* BEGIN RECORDS *
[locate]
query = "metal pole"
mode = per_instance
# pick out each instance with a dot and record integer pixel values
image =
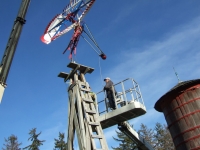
(11, 45)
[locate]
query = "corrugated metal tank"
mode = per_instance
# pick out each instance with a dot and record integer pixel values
(181, 108)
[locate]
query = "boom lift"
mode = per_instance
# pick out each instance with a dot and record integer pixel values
(85, 116)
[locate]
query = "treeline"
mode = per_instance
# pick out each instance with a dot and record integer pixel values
(159, 137)
(11, 143)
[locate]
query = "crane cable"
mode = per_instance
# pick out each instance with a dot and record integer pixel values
(100, 72)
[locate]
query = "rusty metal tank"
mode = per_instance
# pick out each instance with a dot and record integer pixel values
(181, 108)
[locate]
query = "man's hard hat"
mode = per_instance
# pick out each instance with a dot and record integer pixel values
(106, 78)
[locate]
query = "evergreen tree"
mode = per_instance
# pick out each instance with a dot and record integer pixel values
(163, 138)
(147, 134)
(36, 143)
(60, 144)
(159, 138)
(125, 143)
(11, 143)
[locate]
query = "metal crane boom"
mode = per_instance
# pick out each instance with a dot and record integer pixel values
(11, 45)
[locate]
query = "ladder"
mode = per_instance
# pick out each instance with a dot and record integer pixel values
(82, 112)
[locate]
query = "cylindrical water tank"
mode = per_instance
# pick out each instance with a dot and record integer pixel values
(181, 108)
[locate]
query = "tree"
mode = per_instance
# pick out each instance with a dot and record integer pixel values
(125, 142)
(159, 138)
(147, 134)
(163, 138)
(60, 144)
(36, 143)
(12, 143)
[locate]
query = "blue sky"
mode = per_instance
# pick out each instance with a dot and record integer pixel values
(143, 40)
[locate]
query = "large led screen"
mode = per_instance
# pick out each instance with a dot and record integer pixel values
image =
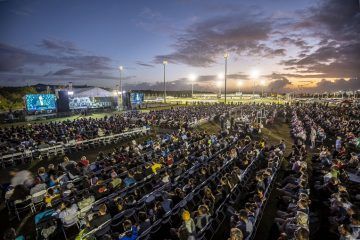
(38, 102)
(136, 98)
(89, 102)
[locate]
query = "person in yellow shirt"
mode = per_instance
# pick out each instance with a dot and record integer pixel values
(155, 167)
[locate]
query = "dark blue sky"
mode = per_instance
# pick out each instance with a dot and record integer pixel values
(288, 42)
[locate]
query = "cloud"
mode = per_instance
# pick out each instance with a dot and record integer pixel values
(279, 85)
(144, 64)
(337, 85)
(61, 72)
(202, 43)
(153, 21)
(18, 63)
(298, 42)
(12, 58)
(336, 23)
(59, 46)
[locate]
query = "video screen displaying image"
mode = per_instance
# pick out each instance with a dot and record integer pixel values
(38, 102)
(136, 98)
(89, 102)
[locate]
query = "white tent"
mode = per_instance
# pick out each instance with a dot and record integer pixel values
(91, 92)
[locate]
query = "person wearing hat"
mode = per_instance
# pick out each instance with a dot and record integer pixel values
(130, 231)
(236, 234)
(187, 230)
(203, 217)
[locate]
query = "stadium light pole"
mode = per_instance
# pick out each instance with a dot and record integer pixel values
(192, 78)
(121, 68)
(254, 74)
(226, 55)
(219, 83)
(240, 85)
(164, 64)
(262, 83)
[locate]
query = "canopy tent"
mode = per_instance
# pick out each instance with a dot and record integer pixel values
(91, 92)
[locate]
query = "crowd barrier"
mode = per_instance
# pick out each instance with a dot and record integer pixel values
(60, 149)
* END RECORDS *
Count the lines in the recorded data above that contain the string "person". Reply with the number alone.

▸ OUTPUT FOR THIS TASK: 2